What you have to do.
Quote the listing below word for word, omitting the pictures from your answer.

Exercise materials.
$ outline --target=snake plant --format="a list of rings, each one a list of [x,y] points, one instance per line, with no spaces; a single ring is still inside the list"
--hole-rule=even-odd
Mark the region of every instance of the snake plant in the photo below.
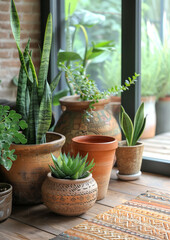
[[[80,179],[89,176],[91,169],[94,167],[94,160],[87,162],[88,154],[81,157],[79,153],[76,157],[71,157],[70,154],[60,153],[56,158],[53,154],[52,159],[54,167],[49,166],[52,176],[61,179]]]
[[[11,0],[10,23],[21,62],[16,100],[17,112],[28,124],[28,128],[24,130],[27,143],[44,143],[52,119],[52,92],[61,75],[59,73],[50,85],[47,82],[52,42],[52,15],[51,13],[48,15],[46,23],[38,76],[31,58],[32,51],[29,49],[30,39],[23,53],[20,48],[20,21],[14,0]]]
[[[119,122],[121,129],[126,137],[127,145],[136,145],[137,141],[144,131],[146,124],[146,117],[144,117],[144,103],[139,106],[135,114],[134,124],[132,123],[132,120],[128,114],[125,112],[125,109],[121,106]]]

The reply.
$ outline --target=snake plant --format="a list of rings, each one a list of [x,y] points, one instance per line, with no spaces; a single ring is still inside the list"
--hole-rule=even-odd
Mark the region of every instance of the snake plant in the photo below.
[[[80,179],[89,176],[91,169],[94,167],[94,160],[87,162],[88,154],[81,157],[79,153],[76,157],[71,157],[70,154],[60,153],[56,158],[53,154],[52,159],[54,167],[49,166],[52,176],[61,179]]]
[[[11,0],[10,23],[21,62],[16,100],[17,112],[28,124],[28,128],[24,130],[27,143],[44,143],[52,119],[52,92],[61,75],[59,73],[50,85],[47,82],[52,42],[52,15],[51,13],[48,15],[46,23],[38,76],[31,58],[32,51],[29,49],[30,39],[23,53],[20,48],[20,21],[14,0]]]
[[[119,122],[121,129],[126,137],[127,145],[136,145],[137,141],[144,131],[146,124],[146,117],[144,117],[144,103],[139,106],[135,114],[134,124],[132,123],[132,120],[128,114],[125,112],[125,109],[121,106]]]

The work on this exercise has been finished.